Exercise:
Select every line in the records below that contains the string "find", and copy each of those lines unchanged.

Items:
• • • • • • •
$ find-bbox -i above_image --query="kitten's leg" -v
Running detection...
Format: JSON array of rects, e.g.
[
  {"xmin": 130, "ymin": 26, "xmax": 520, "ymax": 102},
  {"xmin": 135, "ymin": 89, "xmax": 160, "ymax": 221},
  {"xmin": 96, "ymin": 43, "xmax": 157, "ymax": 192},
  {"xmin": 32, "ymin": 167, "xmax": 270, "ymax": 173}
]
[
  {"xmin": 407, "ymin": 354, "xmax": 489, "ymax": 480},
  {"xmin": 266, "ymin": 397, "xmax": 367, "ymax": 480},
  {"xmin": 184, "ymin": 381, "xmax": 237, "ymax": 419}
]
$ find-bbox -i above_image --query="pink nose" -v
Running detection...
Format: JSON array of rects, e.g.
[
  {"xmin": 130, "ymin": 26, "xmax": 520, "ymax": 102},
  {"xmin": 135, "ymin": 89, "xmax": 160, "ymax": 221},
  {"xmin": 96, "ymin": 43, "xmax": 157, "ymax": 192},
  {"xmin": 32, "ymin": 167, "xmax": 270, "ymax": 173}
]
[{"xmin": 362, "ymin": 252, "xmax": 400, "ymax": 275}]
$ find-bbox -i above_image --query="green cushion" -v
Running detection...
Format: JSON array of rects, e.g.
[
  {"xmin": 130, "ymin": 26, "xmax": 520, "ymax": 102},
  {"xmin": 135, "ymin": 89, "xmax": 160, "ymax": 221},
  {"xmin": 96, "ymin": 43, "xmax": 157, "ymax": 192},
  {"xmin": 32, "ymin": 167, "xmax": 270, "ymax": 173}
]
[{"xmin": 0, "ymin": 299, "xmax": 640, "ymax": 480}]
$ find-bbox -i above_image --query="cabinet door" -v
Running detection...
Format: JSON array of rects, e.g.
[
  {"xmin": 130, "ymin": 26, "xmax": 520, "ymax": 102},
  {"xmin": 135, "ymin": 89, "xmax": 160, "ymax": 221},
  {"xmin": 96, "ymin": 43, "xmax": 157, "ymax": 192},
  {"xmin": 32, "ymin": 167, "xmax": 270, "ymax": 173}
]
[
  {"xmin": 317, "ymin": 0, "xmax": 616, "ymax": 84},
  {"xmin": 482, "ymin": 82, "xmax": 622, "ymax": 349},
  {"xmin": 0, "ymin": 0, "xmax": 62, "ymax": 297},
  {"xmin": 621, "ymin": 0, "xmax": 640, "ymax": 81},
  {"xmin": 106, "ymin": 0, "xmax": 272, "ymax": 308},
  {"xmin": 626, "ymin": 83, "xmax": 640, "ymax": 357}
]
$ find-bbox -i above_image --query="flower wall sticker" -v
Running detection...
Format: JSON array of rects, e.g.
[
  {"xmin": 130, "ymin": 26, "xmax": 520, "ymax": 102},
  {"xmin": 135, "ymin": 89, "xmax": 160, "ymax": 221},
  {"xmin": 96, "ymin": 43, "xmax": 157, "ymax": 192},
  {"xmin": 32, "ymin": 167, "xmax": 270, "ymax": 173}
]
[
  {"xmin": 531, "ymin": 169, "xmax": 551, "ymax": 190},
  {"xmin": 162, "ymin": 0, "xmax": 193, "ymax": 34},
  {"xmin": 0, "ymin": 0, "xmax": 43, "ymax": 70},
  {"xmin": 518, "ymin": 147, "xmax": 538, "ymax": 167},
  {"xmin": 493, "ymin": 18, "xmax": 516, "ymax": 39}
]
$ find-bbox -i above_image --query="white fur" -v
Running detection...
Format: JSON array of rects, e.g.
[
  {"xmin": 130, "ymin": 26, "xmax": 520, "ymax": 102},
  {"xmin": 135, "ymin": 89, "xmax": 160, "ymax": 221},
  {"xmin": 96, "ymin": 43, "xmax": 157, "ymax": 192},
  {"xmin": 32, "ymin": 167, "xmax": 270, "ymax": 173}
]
• • • • • • •
Response to the task:
$ find-bbox -i above_image --query="kitten's leg" -v
$ find-bbox -i above_image --query="pink nose" -v
$ find-bbox -i above_image --query="green cushion" -v
$ find-bbox -i above_image --query="cabinet door" -v
$ find-bbox -i above_image --query="flower wall sticker" -v
$ find-bbox -i above_image --query="white fur" -v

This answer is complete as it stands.